--- START INFORMATION SUPPLIED ---
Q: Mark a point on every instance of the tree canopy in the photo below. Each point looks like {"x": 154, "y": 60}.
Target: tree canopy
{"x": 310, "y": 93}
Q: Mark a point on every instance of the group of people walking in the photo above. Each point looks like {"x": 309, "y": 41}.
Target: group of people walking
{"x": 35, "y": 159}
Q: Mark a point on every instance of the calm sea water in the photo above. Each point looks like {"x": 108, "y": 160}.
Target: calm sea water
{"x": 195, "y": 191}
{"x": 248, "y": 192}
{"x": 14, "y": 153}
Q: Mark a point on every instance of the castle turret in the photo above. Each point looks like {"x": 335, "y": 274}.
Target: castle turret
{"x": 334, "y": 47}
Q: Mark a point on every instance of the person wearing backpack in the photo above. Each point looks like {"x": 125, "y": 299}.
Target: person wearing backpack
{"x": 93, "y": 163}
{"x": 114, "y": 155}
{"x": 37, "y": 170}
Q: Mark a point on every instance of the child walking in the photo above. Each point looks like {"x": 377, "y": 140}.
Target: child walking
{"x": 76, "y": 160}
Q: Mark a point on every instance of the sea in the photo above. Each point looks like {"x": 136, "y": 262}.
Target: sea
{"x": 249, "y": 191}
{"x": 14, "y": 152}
--- END INFORMATION SUPPLIED ---
--- START INFORMATION SUPPLIED ---
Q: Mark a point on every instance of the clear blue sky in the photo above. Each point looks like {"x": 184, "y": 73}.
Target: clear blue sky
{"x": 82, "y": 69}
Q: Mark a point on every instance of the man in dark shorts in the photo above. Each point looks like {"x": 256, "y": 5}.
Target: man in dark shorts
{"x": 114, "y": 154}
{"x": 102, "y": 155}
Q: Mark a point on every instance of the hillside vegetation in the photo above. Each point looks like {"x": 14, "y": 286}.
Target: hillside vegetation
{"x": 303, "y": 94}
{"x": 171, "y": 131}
--- END INFORMATION SUPPLIED ---
--- START INFORMATION SUPPLIED ---
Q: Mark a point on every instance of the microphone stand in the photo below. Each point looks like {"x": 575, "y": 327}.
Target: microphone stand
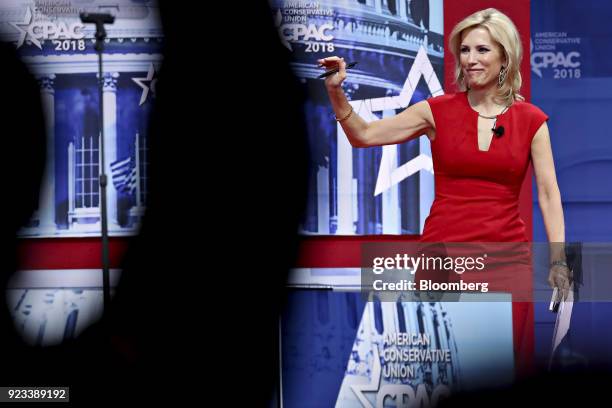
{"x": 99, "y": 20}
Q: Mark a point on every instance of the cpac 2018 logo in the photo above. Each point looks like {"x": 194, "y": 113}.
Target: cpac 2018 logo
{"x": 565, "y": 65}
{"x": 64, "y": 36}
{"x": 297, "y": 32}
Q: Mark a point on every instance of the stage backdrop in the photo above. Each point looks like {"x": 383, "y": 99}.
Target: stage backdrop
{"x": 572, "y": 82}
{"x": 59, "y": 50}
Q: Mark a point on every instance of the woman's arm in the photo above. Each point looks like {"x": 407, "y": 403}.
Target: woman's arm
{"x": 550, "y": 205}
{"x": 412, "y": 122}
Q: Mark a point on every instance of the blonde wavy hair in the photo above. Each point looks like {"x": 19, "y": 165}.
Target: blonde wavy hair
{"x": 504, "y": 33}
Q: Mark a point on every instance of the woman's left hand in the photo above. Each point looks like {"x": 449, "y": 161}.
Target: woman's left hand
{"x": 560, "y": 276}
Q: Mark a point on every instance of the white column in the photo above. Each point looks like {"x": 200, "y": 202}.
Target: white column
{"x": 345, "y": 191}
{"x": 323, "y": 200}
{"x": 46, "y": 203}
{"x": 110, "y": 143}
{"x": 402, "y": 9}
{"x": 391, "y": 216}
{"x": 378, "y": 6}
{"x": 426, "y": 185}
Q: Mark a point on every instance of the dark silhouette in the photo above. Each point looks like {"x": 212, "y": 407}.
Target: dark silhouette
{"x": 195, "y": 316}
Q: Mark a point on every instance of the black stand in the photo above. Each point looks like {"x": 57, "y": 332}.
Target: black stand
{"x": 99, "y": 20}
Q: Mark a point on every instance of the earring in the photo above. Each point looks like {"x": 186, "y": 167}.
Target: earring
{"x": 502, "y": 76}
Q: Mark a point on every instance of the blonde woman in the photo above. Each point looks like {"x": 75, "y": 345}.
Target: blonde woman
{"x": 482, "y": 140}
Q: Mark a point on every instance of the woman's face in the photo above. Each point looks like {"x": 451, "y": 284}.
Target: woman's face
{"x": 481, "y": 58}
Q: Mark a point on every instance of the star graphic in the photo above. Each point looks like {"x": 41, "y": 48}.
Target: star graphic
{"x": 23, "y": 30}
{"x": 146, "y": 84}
--- END INFORMATION SUPPLIED ---
=== PROBLEM TO SOLVE ===
How many lines in the data above contain the string "hand"? Reply with the number only.

=== RESULT OF THE EXERCISE ===
2